§ EXERCISE DESCRIPTION: Rewrite the lines below as a numbered list, leaving out any blank lines.

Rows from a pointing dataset
## Start

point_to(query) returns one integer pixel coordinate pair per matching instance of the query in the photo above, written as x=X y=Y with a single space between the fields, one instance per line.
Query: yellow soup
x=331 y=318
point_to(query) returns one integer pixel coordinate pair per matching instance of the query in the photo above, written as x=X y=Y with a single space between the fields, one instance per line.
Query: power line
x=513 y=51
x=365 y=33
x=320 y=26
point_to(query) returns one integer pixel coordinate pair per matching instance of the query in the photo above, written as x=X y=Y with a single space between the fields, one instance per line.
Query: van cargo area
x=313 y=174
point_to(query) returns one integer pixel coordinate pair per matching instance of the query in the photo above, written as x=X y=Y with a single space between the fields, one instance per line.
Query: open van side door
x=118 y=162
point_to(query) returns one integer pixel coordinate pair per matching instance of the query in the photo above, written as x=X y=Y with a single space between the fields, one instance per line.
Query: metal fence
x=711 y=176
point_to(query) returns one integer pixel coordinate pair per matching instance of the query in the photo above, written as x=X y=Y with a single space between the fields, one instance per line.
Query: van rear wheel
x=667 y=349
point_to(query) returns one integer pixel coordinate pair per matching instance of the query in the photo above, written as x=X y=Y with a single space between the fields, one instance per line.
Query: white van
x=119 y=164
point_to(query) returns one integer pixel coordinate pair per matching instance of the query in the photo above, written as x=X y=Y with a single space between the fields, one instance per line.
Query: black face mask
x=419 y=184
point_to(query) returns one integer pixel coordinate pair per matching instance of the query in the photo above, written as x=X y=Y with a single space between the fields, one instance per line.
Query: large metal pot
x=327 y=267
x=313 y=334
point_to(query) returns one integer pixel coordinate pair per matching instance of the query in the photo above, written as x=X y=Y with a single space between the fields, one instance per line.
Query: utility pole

## End

§ FINISHED TASK:
1. point_to(query) returns one integer pixel coordinate pair per matching instance of the query in the photo above, written as x=X y=Y with a single space between the fields, one instance per line.
2. Query: yellow soup
3. x=331 y=318
4. point_to(query) returns one integer pixel coordinate pair per matching instance of the query in the photo above, written as x=X y=Y with a single space between the fields, one instance per line.
5. Query: power line
6. x=513 y=51
7. x=365 y=33
8. x=320 y=26
9. point_to(query) returns one integer pixel coordinate pair per matching instance of the query in the photo above, written as x=X y=Y with a single space between the fields, one instance per line.
10. Query: van cargo area
11. x=313 y=174
12. point_to(query) returns one integer pixel coordinate pair per matching instance of the query in the photo above, written as x=X y=Y with a single space between the fields, one instance per line.
13. Query: open van side door
14. x=118 y=162
15. point_to(query) returns one integer pixel coordinate pair per matching instance of the query in the photo above, written as x=X y=Y with a single space between the fields, one instance per line.
16. Query: metal fence
17. x=711 y=176
18. point_to(query) returns one integer pixel coordinate pair per matching instance of the query in the photo above, written as x=X y=Y with a single space between the fields, one instance per line.
19. Query: van rear wheel
20. x=667 y=349
21. point_to(query) returns one integer pixel coordinate pair per matching instance of the query in the photo above, written as x=X y=Y with a single space between the fields, one instance per line.
22. Query: white van
23. x=119 y=164
24. point_to(query) returns one integer pixel coordinate pair per matching instance of the query in the photo above, written as x=X y=Y with a single space between the fields, one instance per line.
25. Query: black face mask
26. x=419 y=184
27. point_to(query) returns one integer pixel coordinate pair per matching instance of the query in the photo above, written as x=X y=Y with a single space between the fields, one instance per line.
28. Query: large metal pot
29. x=327 y=267
30. x=313 y=334
31. point_to(query) returns one integer pixel coordinate pair per matching instance of the query in the photo above, written as x=X y=Y with a single space between the fields, one instance per line.
32. Query: utility pole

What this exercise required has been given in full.